Extract to read:

Some think they could be back on the field by May, such as the Bundesliga, who are planning to that effect. Meanwhile the Premier League is holding intense discussions - and raising crazy ideas - about a June/July finish to appease broadcasters who have paid huge sums to host it.

In Spain and Italy, two of the places hardest hit so far, football is off indefinitely, but if other nations are able to get their seasons done, other big leagues will want to follow suit.

PLAYER FITNESS AND WELL-BEING

As usual the needs of the players themselves have been pushed significantly down the list of priorities. Clubs will have issued their players stringent training regimes but being consumed to their homes is not the same as a full-blown training session.

Therefore for these players this break is almost an early pre-season, which means that when football is given the green light again, they need to be allowed the same break before the season proper begins. There will be no pre-season friendlies, no bedding in - but they need time to get fit.

But how much time?

Zone7 are a performance company who utilise AI to assess injury propensity for top athletes, and modify training regimes based on data gathers from wearable technology.

Their success with Getafe, who are troubling the Champions League positions in La Liga, has been spectacular. You can read more about their work in the link below.

READ MORE:

Preventing injuries before they happen is football's next data evolution

Zone7 Co-Founder Eyal Eliakim, gives his thoughts: "This situation, assuming this season will be played out, resembles pre-season in a way, but will be much shorter.

"Fitness coaches throughout Europe have been working on short pre-season protocols in recent years to deal with situations in which players play international games in June and a team plays European qualification in mid-end July.

"Teams that will be able to apply such protocols, or new ones addressing the same issue, should be able to have their players match ready in 2-3 weeks as far as the performance and risk aspects are concerned.

"However, these protocols rely on the players being active close to their initiation, therefore what the players do while in lockdown is crucial as well.

"Teams will have or already have had to create new data collection infrastructures for this situation, as the standard football wearables aren't suited for training at home."

These protocols rely on the players being active close to their initiation, therefore what the players do while in lockdown is crucial.Eyal Eliakim, Zone7

Eliakim does however issue a warning that August and September are traditionally when incidences of injury increase drastically. An intense return to matches every three days puts intense strain on athletes, and in the clamour to get the 2019/20 seasons done, that is what the teams and players face right now.

Eliakim continues: "Training plans will certainly emphasise recovery for players that will get a lot of minutes and stimulating match intensity for those that don't. If consequent games will be played every 2-3 days, injury risk will increase.

"We see throughout teams and leagues that the start of the season is almost always the most risk-prone part of the season. The situation described above is even more extreme than the transition from pre-season to the start of the official match schedule.

"It also creates a competitive advantage for the teams who regularly deal with short micro-cycles (this is usually a disadvantage they just have to cope with - teams used to playing a lot of games in a short space of time, for example teams in European competition)."

But Eliakim also added a note of warning; if the 2019/20 season is run into 2020/21, then the number of games in 20/21 will need to be seriously assessed - and some matches might need to be cancelled.

He concludes: "If the lockdown continues for another month or so, a lot of players will be more rested than they have been for years.

"So, in my opinion, it's not about how to create a gap between the seasons for the players to get their usually well-deserved and needed break. It's about how to take an already heavily congested match schedule and play it next season in even less time without players getting hurt more than they already do.

"For this sake, I believe that certain matches will need to be cancelled."

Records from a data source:
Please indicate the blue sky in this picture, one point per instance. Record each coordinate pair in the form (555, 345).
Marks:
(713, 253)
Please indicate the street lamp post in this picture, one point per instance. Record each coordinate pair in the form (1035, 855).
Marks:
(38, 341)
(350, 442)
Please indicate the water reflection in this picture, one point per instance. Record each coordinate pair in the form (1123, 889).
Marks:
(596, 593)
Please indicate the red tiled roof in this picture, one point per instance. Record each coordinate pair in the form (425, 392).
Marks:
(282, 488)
* * *
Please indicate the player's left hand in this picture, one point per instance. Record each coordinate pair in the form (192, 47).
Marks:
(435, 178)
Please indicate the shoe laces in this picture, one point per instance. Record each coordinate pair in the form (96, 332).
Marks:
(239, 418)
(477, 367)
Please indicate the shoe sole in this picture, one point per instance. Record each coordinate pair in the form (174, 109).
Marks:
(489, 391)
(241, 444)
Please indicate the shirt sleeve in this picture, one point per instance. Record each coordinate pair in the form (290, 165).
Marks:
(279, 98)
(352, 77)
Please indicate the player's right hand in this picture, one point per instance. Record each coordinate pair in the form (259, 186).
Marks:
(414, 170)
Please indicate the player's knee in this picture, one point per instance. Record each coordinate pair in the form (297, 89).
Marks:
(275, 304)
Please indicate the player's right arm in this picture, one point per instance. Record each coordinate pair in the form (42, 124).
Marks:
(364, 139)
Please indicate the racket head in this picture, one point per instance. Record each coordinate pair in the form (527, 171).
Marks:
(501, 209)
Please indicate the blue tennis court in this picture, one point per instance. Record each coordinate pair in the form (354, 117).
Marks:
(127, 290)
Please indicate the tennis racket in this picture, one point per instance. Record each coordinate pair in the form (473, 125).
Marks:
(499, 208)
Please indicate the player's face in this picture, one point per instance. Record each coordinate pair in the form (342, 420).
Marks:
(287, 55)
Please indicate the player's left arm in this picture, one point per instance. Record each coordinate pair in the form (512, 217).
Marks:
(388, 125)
...
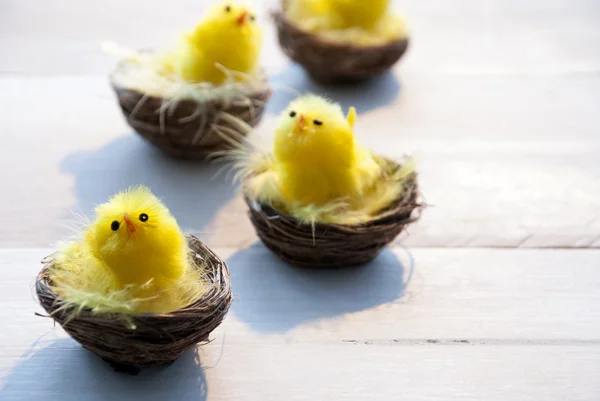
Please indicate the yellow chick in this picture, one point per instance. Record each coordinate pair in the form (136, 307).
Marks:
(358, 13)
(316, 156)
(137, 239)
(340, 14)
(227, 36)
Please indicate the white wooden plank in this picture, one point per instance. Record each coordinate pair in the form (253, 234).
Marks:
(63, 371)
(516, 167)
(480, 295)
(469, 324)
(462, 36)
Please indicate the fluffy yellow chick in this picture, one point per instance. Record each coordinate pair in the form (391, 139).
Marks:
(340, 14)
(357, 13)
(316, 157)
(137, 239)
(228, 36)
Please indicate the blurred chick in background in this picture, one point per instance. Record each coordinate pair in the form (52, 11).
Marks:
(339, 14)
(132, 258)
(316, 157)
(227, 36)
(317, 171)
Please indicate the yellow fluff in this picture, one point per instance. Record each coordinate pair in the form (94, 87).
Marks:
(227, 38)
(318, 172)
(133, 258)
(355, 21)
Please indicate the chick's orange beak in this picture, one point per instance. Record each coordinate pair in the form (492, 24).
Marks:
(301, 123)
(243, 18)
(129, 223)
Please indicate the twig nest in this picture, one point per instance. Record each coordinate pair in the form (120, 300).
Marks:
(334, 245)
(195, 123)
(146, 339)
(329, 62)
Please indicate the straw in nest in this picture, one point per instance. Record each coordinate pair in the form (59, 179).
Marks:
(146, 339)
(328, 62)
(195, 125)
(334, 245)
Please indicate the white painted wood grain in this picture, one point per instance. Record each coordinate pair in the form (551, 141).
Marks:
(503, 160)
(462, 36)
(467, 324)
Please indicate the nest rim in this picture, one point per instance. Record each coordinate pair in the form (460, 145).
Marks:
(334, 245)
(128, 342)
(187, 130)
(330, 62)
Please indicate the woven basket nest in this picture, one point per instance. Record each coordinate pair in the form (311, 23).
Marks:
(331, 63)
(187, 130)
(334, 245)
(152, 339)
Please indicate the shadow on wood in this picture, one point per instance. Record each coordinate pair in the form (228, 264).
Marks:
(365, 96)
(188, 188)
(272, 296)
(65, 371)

Tasks for this exercise:
A. Answer these questions from the football fitness article:
(i) Which league is planning to be back on the field by May?
(ii) Which La Liga club has had spectacular success working with Zone7?
(iii) According to Eliakim, in how many weeks could teams applying short pre-season protocols have their players match ready?
B. Decide whether each statement agrees with the football fitness article, and quote the words that settle it:
(i) Football in Spain and Italy is off indefinitely.
(ii) Standard football wearables are suited for training at home.
(iii) Eliakim says August and September are traditionally when injury rates rise sharply.
C. Please write out the part of the football fitness article that begins at the words "Therefore for these" and stops after "how much time?".

Answers by item number:
A.
(i) The Bundesliga
(ii) Getafe
(iii) 2-3 weeks

B.
(i) Yes: "In Spain and Italy, two of the places hardest hit so far, football is off indefinitely"
(ii) No: "the standard football wearables aren't suited for training at home."
(iii) Yes: "August and September are traditionally when incidences of injury increase drastically"

C.
Therefore for these players this break is almost an early pre-season, which means that when football is given the green light again, they need to be allowed the same break before the season proper begins. There will be no pre-season friendlies, no bedding in - but they need time to get fit.

But how much time?